DOCUMENTO FUENTE.

La Fortaleza de los Débiles
Antonio Fuentes Mendiola
INTRODUCCIÓN
LA buena nueva que Jesús de Nazaret anunció hace veinte siglos, sigue desafiando en su sencillez la lógica de los hombres. ¿En qué cabeza cabe que el Maestro proclame en el Sermón de la Montaña felices a los pobres, a los que sufren, a los que pasan hambre? Una auténtica paradoja, al igual que todo el Evangelio. Se nos invita a perder para ganar, a bajar para subir, a servir para reinar, a morir para vivir. Más aún. Dios elige a los necios según el mundo para confundir a los sabios, a los débiles para sorprender a los fuertes, a los que son nada para avergonzar en su prepotencia a los que se creen algo.
Cuesta aprender la lección. Todavía hay quienes se creen fuertes y poderosos porque gozan de salud, de medios económicos, de prestigio o influencia social. Cegados por su ambición, no se dan cuenta de que carecen de lo más esencial: de la paz y el sosiego que reclama su alma. Creen poseerlo todo, pero en realidad les falta esa dimensión interior que hace al hombre justo y honrado, fuerte ante el dolor y firme en la adversidad. La salud de la que hoy gozan, mañana pueden perderla. Lo mismo que el dinero: un cambio de coyuntura económica da al traste con años de duro esfuerzo. Aferrarse a lo material es vivir en una permanente inseguridad. Lo que hoy con tanta ilusión acariciamos, mañana puede desaparecer sin dejar rastro.

MATERIAL RECOPILADO.

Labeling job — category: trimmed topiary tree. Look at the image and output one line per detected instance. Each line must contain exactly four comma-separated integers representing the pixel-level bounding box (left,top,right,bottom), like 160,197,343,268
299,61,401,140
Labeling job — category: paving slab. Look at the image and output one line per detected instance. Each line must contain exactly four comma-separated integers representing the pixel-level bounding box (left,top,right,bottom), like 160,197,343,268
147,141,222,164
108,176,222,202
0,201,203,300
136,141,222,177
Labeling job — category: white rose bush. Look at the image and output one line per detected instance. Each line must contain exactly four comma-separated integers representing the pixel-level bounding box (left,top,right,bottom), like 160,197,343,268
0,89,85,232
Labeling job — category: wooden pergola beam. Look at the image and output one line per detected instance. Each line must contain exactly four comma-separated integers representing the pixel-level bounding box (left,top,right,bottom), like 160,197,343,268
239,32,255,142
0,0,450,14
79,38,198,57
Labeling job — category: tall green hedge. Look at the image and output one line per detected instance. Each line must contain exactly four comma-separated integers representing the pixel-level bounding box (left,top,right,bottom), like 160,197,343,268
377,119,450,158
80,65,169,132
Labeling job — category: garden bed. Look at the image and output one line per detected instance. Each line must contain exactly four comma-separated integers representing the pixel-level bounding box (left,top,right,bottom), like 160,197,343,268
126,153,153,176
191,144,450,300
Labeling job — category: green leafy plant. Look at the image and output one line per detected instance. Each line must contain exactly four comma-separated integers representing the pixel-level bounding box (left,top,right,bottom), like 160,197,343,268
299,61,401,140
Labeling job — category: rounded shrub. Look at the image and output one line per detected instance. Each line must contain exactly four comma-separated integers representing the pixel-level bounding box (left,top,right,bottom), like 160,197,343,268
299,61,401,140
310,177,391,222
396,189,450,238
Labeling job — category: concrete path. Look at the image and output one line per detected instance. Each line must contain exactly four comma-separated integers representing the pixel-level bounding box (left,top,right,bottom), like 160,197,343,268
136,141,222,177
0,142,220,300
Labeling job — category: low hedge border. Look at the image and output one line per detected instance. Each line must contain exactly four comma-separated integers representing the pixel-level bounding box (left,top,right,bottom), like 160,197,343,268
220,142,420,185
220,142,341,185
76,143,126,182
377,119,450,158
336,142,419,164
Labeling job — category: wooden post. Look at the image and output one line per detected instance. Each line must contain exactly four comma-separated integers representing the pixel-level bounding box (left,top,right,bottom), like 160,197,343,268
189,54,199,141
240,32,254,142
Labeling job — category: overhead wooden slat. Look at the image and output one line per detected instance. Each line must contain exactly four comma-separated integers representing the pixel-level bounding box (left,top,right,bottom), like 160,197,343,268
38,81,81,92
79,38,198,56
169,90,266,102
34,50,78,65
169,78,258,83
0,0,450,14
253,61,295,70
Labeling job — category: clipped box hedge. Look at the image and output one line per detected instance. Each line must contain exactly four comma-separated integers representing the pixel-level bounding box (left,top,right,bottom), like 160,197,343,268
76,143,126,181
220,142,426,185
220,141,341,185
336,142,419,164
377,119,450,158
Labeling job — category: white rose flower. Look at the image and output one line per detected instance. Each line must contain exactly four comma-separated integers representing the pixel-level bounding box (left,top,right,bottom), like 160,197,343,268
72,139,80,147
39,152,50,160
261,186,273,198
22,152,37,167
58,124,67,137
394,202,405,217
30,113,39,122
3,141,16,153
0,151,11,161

ACTIVIDAD 1. Transcribe del documento fuente el fragmento que va desde "La Fortaleza de" hasta "se creen algo.", ambos incluidos.
ACTIVIDAD 2. Resume en dos oraciones el texto sobre la fortaleza de los débiles.
Basta con el documento fuente; el material no hace falta.

RESPUESTA 1.
La Fortaleza de los Débiles
Antonio Fuentes Mendiola
INTRODUCCIÓN
LA buena nueva que Jesús de Nazaret anunció hace veinte siglos, sigue desafiando en su sencillez la lógica de los hombres. ¿En qué cabeza cabe que el Maestro proclame en el Sermón de la Montaña felices a los pobres, a los que sufren, a los que pasan hambre? Una auténtica paradoja, al igual que todo el Evangelio. Se nos invita a perder para ganar, a bajar para subir, a servir para reinar, a morir para vivir. Más aún. Dios elige a los necios según el mundo para confundir a los sabios, a los débiles para sorprender a los fuertes, a los que son nada para avergonzar en su prepotencia a los que se creen algo.

RESPUESTA 2. La buena nueva de Jesús de Nazaret es una paradoja que desafía la lógica de los hombres, pues proclama felices a los pobres y a los que sufren e invita a perder para ganar y a morir para vivir. Quienes se creen fuertes por su salud, su dinero o su prestigio carecen de la paz que reclama su alma, y aferrarse a lo material es vivir en una permanente inseguridad.